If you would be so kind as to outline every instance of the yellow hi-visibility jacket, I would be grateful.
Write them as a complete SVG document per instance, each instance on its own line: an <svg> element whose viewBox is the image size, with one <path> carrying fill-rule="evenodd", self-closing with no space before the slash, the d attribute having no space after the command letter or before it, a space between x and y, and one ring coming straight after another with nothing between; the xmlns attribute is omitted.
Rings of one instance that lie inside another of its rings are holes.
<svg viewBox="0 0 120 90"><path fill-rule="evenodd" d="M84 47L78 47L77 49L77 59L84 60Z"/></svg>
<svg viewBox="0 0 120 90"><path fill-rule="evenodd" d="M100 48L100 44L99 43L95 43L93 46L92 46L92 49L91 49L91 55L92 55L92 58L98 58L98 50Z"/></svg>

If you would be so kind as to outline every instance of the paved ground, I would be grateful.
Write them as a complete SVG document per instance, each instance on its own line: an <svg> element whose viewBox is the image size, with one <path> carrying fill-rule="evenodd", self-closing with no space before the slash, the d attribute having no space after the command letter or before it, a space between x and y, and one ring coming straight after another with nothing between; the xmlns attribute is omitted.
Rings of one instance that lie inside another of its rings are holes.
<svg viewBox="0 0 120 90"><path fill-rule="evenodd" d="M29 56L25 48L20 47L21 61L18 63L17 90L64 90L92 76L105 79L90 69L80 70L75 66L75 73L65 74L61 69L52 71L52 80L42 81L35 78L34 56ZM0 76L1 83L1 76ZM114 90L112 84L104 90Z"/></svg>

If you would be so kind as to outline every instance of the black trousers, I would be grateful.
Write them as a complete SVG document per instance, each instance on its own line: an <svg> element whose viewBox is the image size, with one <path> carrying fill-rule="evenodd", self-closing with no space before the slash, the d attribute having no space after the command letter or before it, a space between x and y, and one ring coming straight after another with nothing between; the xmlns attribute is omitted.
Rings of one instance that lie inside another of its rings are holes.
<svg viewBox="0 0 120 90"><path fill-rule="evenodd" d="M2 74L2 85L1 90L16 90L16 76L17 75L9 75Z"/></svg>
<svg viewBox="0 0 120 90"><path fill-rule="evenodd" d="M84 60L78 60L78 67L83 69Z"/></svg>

● Task description: Lay out every line of the entries above as a Markdown table with the columns Row and Line. Number the rows and leave out blank lines.

● Completed exercise:
| Row | Line |
|---|---|
| 1 | If you would be so kind as to outline every instance of the yellow hi-visibility jacket, I would be grateful. |
| 2 | Write them as a complete SVG document per instance, each instance on its own line: an <svg> element whose viewBox is the image size, with one <path> carrying fill-rule="evenodd", self-closing with no space before the slash, the d attribute having no space after the command letter or before it, a space between x and y, and one ring coming straight after another with nothing between; the xmlns attribute is omitted. |
| 3 | Rings of one instance that lie inside another of its rings are holes. |
| 4 | <svg viewBox="0 0 120 90"><path fill-rule="evenodd" d="M84 47L78 47L77 49L77 59L84 60Z"/></svg> |
| 5 | <svg viewBox="0 0 120 90"><path fill-rule="evenodd" d="M100 48L100 44L99 43L95 43L93 46L92 46L92 49L91 49L91 55L92 55L92 58L98 58L98 50Z"/></svg> |
| 6 | If you would be so kind as to outline every instance of the paved ground, I would be grateful. |
| 7 | Write them as a complete SVG document per instance, each instance on its own line: an <svg> element whose viewBox is the image size, with one <path> carrying fill-rule="evenodd", self-closing with no space before the slash, the d attribute having no space after the command letter or before it, a space between x and y, and one ring coming straight after another with nothing between; the xmlns attribute is omitted. |
| 8 | Rings of one instance that lie inside another of its rings are holes. |
| 9 | <svg viewBox="0 0 120 90"><path fill-rule="evenodd" d="M29 56L25 48L20 47L21 61L18 63L17 90L64 90L92 76L105 79L90 69L80 70L75 66L75 73L65 74L61 69L52 71L52 80L42 81L35 78L34 56ZM0 76L1 83L1 76ZM114 90L112 84L104 90Z"/></svg> |
| 10 | If you would be so kind as to outline every instance of the black trousers, I would be grateful. |
| 11 | Write them as a complete SVG document per instance, each instance on its own line: an <svg> element whose viewBox is the image size, with one <path> carrying fill-rule="evenodd", self-closing with no space before the slash, the d attribute having no space after the command letter or before it, a space between x and y, and one ring coming straight after another with nothing between; the xmlns attribute is omitted. |
| 12 | Rings of one instance that lie inside another of its rings are holes. |
| 13 | <svg viewBox="0 0 120 90"><path fill-rule="evenodd" d="M2 74L2 85L1 90L16 90L16 76L17 75L9 75Z"/></svg> |
| 14 | <svg viewBox="0 0 120 90"><path fill-rule="evenodd" d="M84 60L78 60L78 67L83 69Z"/></svg> |